[Labeled-object pointing entries]
• • • • •
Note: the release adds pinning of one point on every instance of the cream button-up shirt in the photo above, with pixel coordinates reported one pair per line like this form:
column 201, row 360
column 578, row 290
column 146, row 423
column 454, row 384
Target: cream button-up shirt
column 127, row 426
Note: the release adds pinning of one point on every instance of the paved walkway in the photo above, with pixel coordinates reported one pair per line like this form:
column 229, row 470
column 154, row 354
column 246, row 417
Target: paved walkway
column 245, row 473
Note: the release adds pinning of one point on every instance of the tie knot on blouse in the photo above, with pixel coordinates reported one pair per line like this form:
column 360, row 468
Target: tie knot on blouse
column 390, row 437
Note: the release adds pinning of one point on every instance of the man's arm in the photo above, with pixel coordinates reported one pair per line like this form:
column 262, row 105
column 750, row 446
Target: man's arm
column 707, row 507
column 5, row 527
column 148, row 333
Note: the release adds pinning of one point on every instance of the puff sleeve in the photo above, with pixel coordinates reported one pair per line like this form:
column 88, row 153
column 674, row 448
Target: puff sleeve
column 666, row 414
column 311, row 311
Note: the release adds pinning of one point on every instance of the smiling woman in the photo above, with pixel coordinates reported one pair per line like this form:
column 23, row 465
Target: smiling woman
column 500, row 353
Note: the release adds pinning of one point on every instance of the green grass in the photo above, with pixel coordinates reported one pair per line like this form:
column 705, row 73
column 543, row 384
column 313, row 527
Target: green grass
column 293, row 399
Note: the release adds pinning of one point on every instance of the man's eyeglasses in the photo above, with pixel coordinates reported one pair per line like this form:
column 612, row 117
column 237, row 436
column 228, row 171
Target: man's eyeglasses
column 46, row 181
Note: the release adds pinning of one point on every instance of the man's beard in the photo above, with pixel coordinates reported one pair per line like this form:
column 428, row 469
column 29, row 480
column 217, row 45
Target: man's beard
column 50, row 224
• • • • •
Rename "smiling woman" to "laughing woman" in the data, starting with the line containing "of the puff" and going on through the line containing "column 500, row 353", with all else unchanged. Give back only those lines.

Note: the release adds pinning of one point on every instance of the puff sleeve in the photo above, with pixel coordinates reported one pair per line like this form:
column 88, row 153
column 674, row 448
Target: puff sleeve
column 666, row 414
column 311, row 311
Note: the release adds pinning of one point on every instance of the laughing woman in the photo above, with pixel coordinates reported one pair per line like this form:
column 23, row 465
Target: laughing woman
column 500, row 353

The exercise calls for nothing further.